BEGIN Source information

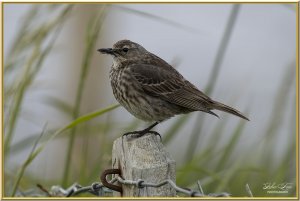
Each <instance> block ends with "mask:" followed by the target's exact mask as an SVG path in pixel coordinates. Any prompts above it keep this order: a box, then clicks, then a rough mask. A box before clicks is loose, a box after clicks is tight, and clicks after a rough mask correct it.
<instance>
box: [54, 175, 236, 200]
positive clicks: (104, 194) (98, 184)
mask: <svg viewBox="0 0 300 201" xmlns="http://www.w3.org/2000/svg"><path fill="white" fill-rule="evenodd" d="M115 182H119V183H120V184H123V185H134V186H136V187H138V188H145V187H152V188H158V187H161V186H163V185H166V184H170V186H172V188H174V189H175V190H176V192H177V193H182V194H185V195H187V196H190V197H229V196H230V194H229V193H226V192H221V193H210V194H207V195H205V194H204V193H202V192H200V191H194V190H191V189H188V188H181V187H179V186H177V185H176V184H175V183H174V182H173V181H172V180H171V179H166V180H163V181H161V182H160V183H151V182H146V181H144V180H142V179H139V180H136V181H133V180H127V179H122V178H121V177H120V176H116V177H115V178H113V179H112V180H110V181H109V183H110V184H114V183H115ZM198 186H199V183H198ZM200 189H202V188H200ZM201 191H202V190H201ZM113 192H114V191H113V190H111V189H109V188H107V187H105V186H104V185H103V184H102V183H100V182H95V183H93V184H91V185H90V186H86V187H82V186H81V185H79V184H77V183H75V184H73V185H71V186H70V187H69V188H67V189H63V188H62V187H60V186H52V188H51V191H50V192H49V194H50V195H52V196H63V197H71V196H76V195H79V194H82V193H90V194H93V195H95V196H99V197H102V196H105V195H108V194H112V193H113Z"/></svg>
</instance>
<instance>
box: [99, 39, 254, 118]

END Source information

* **Prompt**
Without any picture, return exactly the lines of the records above from the first through the line that contains "box: [54, 175, 236, 200]".

* **Result below**
Each <instance> block ends with "mask:" followed by the target's exact mask as an SVG path in pixel coordinates. Any prompts above it keep this order: a box, then clicks, then a rough mask. A box before clicks is loose, a box after clicks is tight, and clicks after a rough mask correct it.
<instance>
box: [54, 175, 236, 200]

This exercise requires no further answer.